What is required: Quote the stretch of the credit union profile below from "Kelli Holloway expected" through "member education specialist.", reproducing it without alteration.

Extract provided:

Kelli Holloway expected her college scholarship from State Employees’ Credit Union (SECU) Foundation, Raleigh, N.C., to lead to a career as a lawyer.
Instead, it led her to become vice president of member education and outreach at $46 billion asset SECU.
Holloway’s path curved toward her hometown after she graduated from the University of North Carolina at Chapel Hill. An only child, she returned to Raleigh to help care for her mom while saving money for law school.
She hoped being a scholarship recipient would give her an edge in getting a job at SECU—and she was quickly offered a position as a financial services officer helping members with loans and mortgages.
Holloway also gave presentations at elementary and middle schools. After an executive saw her presentation, she became a member education specialist.
“This matches my passion and my purpose,” Holloway says. “How awesome that I was able to make it my position.”
Today, Holloway leads a team of 10 employees who develop programs and presentations and support the branch staff who help deliver them to members, schools, youth groups, and community organizations in all 100 North Carolina counties.

Input data:
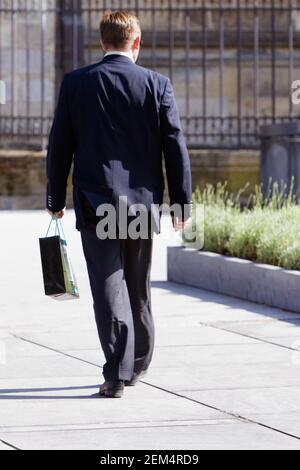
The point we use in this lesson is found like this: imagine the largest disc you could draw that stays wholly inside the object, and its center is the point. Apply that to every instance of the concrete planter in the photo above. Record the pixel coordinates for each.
(261, 283)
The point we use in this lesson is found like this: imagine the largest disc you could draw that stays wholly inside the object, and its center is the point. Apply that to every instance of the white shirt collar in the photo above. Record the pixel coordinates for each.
(124, 53)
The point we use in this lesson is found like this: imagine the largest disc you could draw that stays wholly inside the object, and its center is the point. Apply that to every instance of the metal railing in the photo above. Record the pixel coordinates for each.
(232, 62)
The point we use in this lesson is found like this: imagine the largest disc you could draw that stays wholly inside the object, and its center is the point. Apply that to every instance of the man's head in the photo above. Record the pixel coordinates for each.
(120, 31)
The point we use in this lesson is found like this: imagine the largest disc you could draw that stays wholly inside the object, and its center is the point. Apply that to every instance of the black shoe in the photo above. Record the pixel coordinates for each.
(112, 388)
(135, 378)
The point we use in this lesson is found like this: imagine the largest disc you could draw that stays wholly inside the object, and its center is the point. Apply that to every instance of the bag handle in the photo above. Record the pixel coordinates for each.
(58, 227)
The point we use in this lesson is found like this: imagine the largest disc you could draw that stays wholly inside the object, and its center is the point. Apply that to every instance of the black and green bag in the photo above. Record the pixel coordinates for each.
(59, 278)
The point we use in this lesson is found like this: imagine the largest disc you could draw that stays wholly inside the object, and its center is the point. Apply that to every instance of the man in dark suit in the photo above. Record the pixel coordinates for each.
(115, 120)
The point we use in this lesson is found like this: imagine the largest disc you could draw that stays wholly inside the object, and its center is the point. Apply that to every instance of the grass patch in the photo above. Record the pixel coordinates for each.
(265, 230)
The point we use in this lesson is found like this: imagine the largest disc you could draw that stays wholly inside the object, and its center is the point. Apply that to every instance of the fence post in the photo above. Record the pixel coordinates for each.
(69, 38)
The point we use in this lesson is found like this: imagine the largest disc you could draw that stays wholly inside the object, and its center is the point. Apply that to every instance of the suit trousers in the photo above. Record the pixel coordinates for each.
(119, 274)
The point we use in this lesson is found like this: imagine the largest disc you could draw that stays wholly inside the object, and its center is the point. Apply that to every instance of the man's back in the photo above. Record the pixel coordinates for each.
(115, 120)
(118, 119)
(115, 117)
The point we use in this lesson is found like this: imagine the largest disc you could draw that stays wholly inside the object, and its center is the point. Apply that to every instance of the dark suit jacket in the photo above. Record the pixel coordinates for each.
(115, 120)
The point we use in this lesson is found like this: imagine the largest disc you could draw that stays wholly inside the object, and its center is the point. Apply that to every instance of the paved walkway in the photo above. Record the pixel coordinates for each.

Result:
Kelli Holloway expected her college scholarship from State Employees’ Credit Union (SECU) Foundation, Raleigh, N.C., to lead to a career as a lawyer.
Instead, it led her to become vice president of member education and outreach at $46 billion asset SECU.
Holloway’s path curved toward her hometown after she graduated from the University of North Carolina at Chapel Hill. An only child, she returned to Raleigh to help care for her mom while saving money for law school.
She hoped being a scholarship recipient would give her an edge in getting a job at SECU—and she was quickly offered a position as a financial services officer helping members with loans and mortgages.
Holloway also gave presentations at elementary and middle schools. After an executive saw her presentation, she became a member education specialist.